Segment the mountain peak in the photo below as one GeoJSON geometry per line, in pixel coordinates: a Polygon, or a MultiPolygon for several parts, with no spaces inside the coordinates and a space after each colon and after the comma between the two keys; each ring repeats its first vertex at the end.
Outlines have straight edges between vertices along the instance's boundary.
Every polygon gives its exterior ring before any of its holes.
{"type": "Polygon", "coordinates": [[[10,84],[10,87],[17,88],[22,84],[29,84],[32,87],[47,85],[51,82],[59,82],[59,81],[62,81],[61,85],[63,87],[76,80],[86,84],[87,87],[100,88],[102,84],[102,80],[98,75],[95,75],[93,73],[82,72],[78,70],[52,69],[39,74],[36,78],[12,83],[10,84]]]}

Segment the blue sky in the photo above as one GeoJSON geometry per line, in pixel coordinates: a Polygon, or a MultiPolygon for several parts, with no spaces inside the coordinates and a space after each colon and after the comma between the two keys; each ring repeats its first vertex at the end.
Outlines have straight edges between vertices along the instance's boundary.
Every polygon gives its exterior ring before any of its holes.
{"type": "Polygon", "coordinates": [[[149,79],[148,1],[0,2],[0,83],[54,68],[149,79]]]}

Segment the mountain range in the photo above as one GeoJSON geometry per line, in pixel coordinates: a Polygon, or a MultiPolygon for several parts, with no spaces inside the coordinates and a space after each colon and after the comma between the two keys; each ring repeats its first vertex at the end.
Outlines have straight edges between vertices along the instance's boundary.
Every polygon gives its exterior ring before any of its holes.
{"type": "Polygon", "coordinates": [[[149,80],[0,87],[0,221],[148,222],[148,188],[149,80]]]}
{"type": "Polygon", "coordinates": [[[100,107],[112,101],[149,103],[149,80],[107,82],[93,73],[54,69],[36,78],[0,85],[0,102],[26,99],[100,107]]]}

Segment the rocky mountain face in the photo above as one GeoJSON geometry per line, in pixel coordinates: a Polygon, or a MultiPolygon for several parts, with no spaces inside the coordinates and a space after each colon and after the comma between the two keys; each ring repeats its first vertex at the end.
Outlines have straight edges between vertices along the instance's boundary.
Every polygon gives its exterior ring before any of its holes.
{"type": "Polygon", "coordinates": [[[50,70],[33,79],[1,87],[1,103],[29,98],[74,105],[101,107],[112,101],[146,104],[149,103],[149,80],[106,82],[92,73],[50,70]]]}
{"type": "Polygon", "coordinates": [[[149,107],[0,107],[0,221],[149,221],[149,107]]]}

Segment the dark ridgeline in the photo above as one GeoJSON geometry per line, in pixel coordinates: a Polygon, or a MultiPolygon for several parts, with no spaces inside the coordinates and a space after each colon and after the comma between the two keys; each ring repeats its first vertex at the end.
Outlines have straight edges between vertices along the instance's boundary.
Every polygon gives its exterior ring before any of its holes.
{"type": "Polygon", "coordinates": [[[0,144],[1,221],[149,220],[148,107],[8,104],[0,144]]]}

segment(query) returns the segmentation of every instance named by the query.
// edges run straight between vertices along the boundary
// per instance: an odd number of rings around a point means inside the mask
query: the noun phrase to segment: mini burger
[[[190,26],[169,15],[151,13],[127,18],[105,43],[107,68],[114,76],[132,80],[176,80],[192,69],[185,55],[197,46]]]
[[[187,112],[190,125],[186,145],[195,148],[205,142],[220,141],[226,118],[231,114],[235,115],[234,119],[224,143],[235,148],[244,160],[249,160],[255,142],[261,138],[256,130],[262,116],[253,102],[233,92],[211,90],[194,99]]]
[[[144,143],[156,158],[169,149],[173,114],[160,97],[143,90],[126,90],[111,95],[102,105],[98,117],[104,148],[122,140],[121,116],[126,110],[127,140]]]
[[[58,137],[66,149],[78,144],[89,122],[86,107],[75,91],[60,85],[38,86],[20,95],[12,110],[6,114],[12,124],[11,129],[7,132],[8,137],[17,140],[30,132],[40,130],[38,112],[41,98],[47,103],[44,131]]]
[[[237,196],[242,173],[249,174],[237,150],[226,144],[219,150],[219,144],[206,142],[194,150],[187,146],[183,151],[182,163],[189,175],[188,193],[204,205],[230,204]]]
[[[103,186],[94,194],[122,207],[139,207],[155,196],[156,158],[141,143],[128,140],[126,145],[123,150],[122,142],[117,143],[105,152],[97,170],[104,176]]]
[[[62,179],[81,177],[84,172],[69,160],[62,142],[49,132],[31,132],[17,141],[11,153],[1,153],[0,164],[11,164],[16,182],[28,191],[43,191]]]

§ **WHAT YOU ARE ASKED TO DO**
Which lines of the records contain the string "spaces"? Pick out each of them and copy it in full.

§ **EXERCISE ANSWER**
Segment the mountain peak in the photo below as one GeoJSON geometry per line, in pixel coordinates: a Polygon, or a MultiPolygon for several parts, with no spaces inside the coordinates and a space after each colon and after the comma between the two keys; each ring repeats its first vertex at the end.
Segment the blue sky in the photo above as one GeoJSON geometry per line, in pixel coordinates: a Polygon, or a MultiPolygon for several parts, with no spaces inside the coordinates and a space after each colon and after the comma between the two keys; each ring repeats its first vertex at the end.
Segment the mountain range in the photo above as one GeoJSON geometry per line, in pixel coordinates: a Polygon, or a MultiPolygon for several parts, with no spaces inside the coordinates and a space after each colon and after the comma between the two keys; each ring repeats its first vertex at the end.
Segment the rocky mountain face in the photo above as one GeoJSON geometry per line, in pixel coordinates: a Polygon, or a MultiPolygon for several parts, with no spaces inside the coordinates and a space after each colon and after the comma between the two keys; each ring repeats its first vertex at the end.
Segment the dark ridgeline in the photo above as one GeoJSON geometry per line, in pixel coordinates: a Polygon, or a MultiPolygon for several parts, with no spaces inside the coordinates and a space after each colon and after the comma between the two keys; each ring repeats its first vertex at the end.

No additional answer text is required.